_What to work on_.
Please list every place name in the article about Nicola Thomson below.

_Page text_.
Family's big step forward in memory Falkirk FC fan Nicola
Family and friends stepped out to remember a much-loved young woman at the weekend and raise awareness of the cancer which killed her.
Nicola Thomson was only 25 when she died on June 2, 2013, only months after she first had symptoms of pancreatic cancer.
Tragically her daughter Ciara was only four years old when Nicola, who worked in Tesco’s store in Grangemouth died.
She also left behind mum Wendy, dad Ian, brother Chris and his wife Laura.
Over the years the family have carried out lots of fundraising for the charity Pancreatic Cancer UK.
However, in 2021 they decided lots of people were having a tough time in the pandemic and instead they would take part in the charity’s Big Step Forward event to raise awareness of its work.
Over 150 people across Scotland took part in similar events at the same time.
Over 20 of Nicola’s loved ones started their walk at Falkirk Stadium and stepped out for four miles around the Helix Park.
Dad Ian, 57, a shift supervisor at Grangemouth refinery, said: “Nicola was a great Falkirk fan. She was a cheerleader at one stage and hardly ever missed a game. It seemed the right place to start from.”
Ciara now lives with Nicola’s brother and his wife near Glasgow and is about to start secondary school.
Their little boy Ivor celebrated his fourth birthday on the day of the walk but the family were so determined to take part in the awareness raising event that they held his party the week before.
Ian, from Old Polmont, added: “Nicola first had symptoms in December 2012 but the doctors thought it was noravirus.

_Source material_.
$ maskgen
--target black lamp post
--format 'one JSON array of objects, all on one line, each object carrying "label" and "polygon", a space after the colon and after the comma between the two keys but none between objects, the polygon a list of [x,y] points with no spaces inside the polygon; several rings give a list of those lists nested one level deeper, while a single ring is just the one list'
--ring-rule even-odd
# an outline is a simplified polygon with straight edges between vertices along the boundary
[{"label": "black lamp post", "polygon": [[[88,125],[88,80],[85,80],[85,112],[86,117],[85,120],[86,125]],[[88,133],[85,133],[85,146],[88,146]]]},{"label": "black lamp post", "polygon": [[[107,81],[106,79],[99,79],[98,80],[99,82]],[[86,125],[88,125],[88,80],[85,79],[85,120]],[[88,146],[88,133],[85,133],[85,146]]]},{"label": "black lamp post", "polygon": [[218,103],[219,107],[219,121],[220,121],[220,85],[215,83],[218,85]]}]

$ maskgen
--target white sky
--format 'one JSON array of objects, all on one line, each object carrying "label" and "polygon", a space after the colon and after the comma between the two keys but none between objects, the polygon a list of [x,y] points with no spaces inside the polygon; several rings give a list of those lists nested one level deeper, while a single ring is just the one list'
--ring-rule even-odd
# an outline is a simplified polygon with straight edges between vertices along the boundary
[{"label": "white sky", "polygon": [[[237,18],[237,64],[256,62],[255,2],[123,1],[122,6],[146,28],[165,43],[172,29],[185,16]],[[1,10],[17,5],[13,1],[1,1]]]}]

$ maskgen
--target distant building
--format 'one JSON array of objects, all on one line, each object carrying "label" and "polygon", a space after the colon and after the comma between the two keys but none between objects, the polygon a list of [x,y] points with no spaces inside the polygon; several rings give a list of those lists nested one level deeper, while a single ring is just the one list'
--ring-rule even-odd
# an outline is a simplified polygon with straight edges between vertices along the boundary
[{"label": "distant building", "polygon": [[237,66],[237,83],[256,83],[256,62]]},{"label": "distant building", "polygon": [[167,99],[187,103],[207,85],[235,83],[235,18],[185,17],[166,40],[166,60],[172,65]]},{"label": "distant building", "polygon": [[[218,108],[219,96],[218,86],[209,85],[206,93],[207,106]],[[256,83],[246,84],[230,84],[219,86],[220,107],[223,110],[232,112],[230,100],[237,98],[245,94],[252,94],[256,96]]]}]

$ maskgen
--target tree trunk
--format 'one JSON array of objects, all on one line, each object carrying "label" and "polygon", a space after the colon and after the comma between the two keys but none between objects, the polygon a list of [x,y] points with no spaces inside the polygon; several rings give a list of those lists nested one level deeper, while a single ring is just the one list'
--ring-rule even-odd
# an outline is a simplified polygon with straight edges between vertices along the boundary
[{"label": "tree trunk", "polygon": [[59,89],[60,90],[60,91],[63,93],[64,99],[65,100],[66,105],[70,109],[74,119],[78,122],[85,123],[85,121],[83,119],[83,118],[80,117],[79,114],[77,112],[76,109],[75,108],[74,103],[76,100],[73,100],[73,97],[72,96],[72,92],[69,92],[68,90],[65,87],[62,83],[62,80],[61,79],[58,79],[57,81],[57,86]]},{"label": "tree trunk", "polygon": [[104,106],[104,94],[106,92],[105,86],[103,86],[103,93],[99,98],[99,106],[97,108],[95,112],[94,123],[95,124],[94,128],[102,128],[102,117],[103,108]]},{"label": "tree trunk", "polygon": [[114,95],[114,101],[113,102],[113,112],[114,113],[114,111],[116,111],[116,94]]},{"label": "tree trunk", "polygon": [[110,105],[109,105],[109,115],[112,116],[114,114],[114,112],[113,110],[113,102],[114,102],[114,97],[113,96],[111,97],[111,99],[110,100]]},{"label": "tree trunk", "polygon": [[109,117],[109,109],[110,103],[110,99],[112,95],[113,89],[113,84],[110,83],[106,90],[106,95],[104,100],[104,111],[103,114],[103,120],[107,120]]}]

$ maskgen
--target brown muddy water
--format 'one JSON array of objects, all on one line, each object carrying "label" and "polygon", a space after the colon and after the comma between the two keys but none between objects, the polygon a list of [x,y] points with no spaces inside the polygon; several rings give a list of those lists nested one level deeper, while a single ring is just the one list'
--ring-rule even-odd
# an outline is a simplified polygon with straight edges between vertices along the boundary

_The answer_.
Grangemouth, Scotland, Falkirk Stadium, Helix Park, Glasgow, Old Polmont